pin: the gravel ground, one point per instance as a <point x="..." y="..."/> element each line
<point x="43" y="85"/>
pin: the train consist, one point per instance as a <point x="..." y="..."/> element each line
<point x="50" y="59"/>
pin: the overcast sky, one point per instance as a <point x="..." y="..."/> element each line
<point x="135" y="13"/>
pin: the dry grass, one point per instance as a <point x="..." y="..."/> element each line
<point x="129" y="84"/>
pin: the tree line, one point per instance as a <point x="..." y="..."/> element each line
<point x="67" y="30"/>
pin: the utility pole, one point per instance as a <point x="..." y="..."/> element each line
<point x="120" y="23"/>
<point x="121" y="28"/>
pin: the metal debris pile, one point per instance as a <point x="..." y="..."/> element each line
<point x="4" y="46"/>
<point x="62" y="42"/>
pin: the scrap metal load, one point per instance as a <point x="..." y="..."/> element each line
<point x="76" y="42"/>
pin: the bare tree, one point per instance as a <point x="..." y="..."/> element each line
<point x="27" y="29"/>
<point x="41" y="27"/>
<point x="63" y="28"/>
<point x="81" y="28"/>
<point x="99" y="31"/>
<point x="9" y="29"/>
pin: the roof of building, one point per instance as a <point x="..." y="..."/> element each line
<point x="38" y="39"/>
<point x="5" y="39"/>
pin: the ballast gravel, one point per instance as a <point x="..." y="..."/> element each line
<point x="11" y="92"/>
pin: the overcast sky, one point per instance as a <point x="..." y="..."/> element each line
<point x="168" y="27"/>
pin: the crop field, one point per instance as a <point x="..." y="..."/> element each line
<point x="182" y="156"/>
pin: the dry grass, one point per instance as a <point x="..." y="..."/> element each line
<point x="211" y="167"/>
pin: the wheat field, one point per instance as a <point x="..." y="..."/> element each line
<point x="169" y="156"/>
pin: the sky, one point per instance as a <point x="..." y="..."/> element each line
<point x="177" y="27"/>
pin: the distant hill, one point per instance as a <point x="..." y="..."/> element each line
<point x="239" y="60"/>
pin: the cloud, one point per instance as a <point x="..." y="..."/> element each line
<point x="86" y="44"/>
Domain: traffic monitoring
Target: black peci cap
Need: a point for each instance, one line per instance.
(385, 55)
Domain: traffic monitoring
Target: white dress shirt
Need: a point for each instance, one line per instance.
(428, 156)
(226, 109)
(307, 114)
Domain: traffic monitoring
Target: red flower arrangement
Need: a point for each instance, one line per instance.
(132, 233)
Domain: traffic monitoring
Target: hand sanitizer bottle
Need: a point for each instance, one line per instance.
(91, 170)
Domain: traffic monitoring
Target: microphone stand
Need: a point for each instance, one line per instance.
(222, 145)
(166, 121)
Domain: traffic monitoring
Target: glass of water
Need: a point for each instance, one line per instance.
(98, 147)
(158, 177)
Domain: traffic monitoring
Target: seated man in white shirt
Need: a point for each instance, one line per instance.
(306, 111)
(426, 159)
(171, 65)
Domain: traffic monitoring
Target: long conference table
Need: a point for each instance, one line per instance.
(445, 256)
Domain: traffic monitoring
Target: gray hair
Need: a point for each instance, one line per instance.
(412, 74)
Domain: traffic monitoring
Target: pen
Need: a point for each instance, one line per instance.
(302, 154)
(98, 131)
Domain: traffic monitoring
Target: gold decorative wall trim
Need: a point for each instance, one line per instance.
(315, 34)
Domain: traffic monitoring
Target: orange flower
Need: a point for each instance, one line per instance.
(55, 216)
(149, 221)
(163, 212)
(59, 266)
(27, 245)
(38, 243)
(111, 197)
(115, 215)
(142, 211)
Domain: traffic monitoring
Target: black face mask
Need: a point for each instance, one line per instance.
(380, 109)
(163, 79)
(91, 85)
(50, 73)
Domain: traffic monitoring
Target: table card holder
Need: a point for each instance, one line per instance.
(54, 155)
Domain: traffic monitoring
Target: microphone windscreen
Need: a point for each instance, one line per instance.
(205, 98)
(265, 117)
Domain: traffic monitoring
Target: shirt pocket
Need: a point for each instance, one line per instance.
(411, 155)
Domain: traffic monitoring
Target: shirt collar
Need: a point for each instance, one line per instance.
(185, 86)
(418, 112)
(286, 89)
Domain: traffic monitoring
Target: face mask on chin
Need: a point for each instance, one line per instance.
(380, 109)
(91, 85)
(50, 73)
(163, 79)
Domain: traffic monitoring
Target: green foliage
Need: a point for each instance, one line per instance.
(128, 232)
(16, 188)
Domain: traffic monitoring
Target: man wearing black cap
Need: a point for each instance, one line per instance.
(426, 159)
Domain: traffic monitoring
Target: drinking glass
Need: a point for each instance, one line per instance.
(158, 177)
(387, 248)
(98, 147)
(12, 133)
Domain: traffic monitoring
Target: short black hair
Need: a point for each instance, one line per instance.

—————

* Task item: Repeat the whole listing exactly. Leave nothing out.

* Solution:
pin: the gravel ground, one point per instance as a <point x="..." y="..."/> element each line
<point x="43" y="85"/>
pin: the train consist, one point per instance as a <point x="..." y="..."/> element each line
<point x="50" y="59"/>
pin: the overcast sky, one point per instance as a <point x="..." y="..."/> element each line
<point x="135" y="13"/>
pin: the dry grass, one point per instance as a <point x="..." y="..."/> element each line
<point x="129" y="84"/>
pin: the tree line, one point per instance as a <point x="..." y="..."/> element each line
<point x="67" y="30"/>
pin: the utility pole, one point per instance as a <point x="..." y="..."/> element each line
<point x="120" y="23"/>
<point x="121" y="28"/>
pin: the metal debris pile, one point per instance as a <point x="..." y="..."/> element each line
<point x="4" y="46"/>
<point x="62" y="42"/>
pin: the scrap metal load, one point per instance as a <point x="..." y="..."/> element each line
<point x="76" y="42"/>
pin: the bare tree, one point per instance as a <point x="..." y="..."/> element each line
<point x="27" y="29"/>
<point x="41" y="27"/>
<point x="63" y="28"/>
<point x="81" y="28"/>
<point x="99" y="31"/>
<point x="9" y="29"/>
pin: the roof of building, one point per instance as a <point x="..." y="..."/> element each line
<point x="38" y="39"/>
<point x="5" y="39"/>
pin: the ballast gravel, one point per instance as a <point x="..." y="..."/> element each line
<point x="11" y="92"/>
pin: the overcast sky, one point per instance as a <point x="..." y="..."/> element each line
<point x="168" y="27"/>
pin: the crop field, one point per instance as a <point x="..." y="..."/> element each line
<point x="182" y="156"/>
pin: the dry grass, one point per instance as a <point x="..." y="..."/> element each line
<point x="211" y="167"/>
pin: the wheat field, one point per instance as a <point x="..." y="..."/> element each line
<point x="169" y="156"/>
pin: the sky, one point per instance as a <point x="..." y="..."/> element each line
<point x="177" y="27"/>
pin: the distant hill, one point per instance as a <point x="..." y="..."/> element each line
<point x="239" y="60"/>
pin: the cloud, one point per instance as a <point x="..." y="..."/> element each line
<point x="86" y="44"/>
Domain: traffic monitoring
Target: black peci cap
Need: a point for each instance, one line per instance.
(385, 55)
Domain: traffic monitoring
Target: white dress shirt
Need: a point for each instance, one line per instance.
(428, 156)
(226, 109)
(307, 114)
Domain: traffic monitoring
Target: red flower arrangement
Need: a point for each instance, one line per instance.
(132, 233)
Domain: traffic monitoring
Target: hand sanitizer bottle
Need: a point for each instance, one line per instance.
(91, 170)
Domain: traffic monitoring
Target: microphone stand
Need: a point for each instance, one line per instance.
(222, 145)
(166, 121)
Domain: traffic monitoring
Target: glass of water
Need: a point for each instance, one line per instance.
(98, 147)
(158, 177)
Domain: traffic monitoring
Target: seated man in white shirt
Need: a point for each instance, one line per instance.
(306, 111)
(426, 159)
(171, 65)
Domain: traffic monitoring
Target: long conference table
Need: a point for each instance, one line per instance.
(445, 256)
Domain: traffic monitoring
Target: gray hair
Need: a point for each instance, one line per instance.
(412, 74)
Domain: traffic monitoring
Target: pen
Need: a point for each instance, one line per instance.
(302, 154)
(98, 131)
Domain: traffic monitoring
Target: gold decorative wall trim
Need: a point for each instance, one line per instance.
(315, 34)
Domain: traffic monitoring
Target: orange flower
Need: a point for each instance, one line per instance.
(55, 216)
(149, 221)
(163, 212)
(59, 266)
(27, 245)
(38, 243)
(111, 197)
(115, 215)
(142, 211)
Domain: traffic monitoring
Target: black face mask
Need: a point for each instance, one line per instance.
(380, 109)
(163, 79)
(91, 85)
(50, 73)
Domain: traffic monitoring
Target: table card holder
Need: a point for each instance, one line per instance.
(54, 155)
Domain: traffic monitoring
Target: microphone windscreen
Need: a point for each instance, one line per instance.
(205, 98)
(265, 117)
Domain: traffic monitoring
Target: shirt pocket
Need: a point for each instance, one line per instance.
(411, 155)
Domain: traffic monitoring
Target: shirt collar
Need: a point for each instance, one line per instance.
(185, 86)
(418, 112)
(286, 89)
Domain: traffic monitoring
Target: face mask on chin
Need: a point for each instance, one line per instance.
(380, 109)
(91, 85)
(50, 73)
(163, 79)
Domain: traffic monitoring
Target: green foliage
Need: a point for each instance, one line per instance.
(128, 232)
(16, 188)
Domain: traffic monitoring
Target: man wearing black cap
Need: a point for each instance, one line per instance.
(426, 159)
Domain: traffic monitoring
Target: drinking glass
Need: a point for each instance, one line per instance.
(158, 177)
(387, 248)
(98, 147)
(12, 133)
Domain: traffic monitoring
Target: short black hair
Need: a point for each instance, one line per instance.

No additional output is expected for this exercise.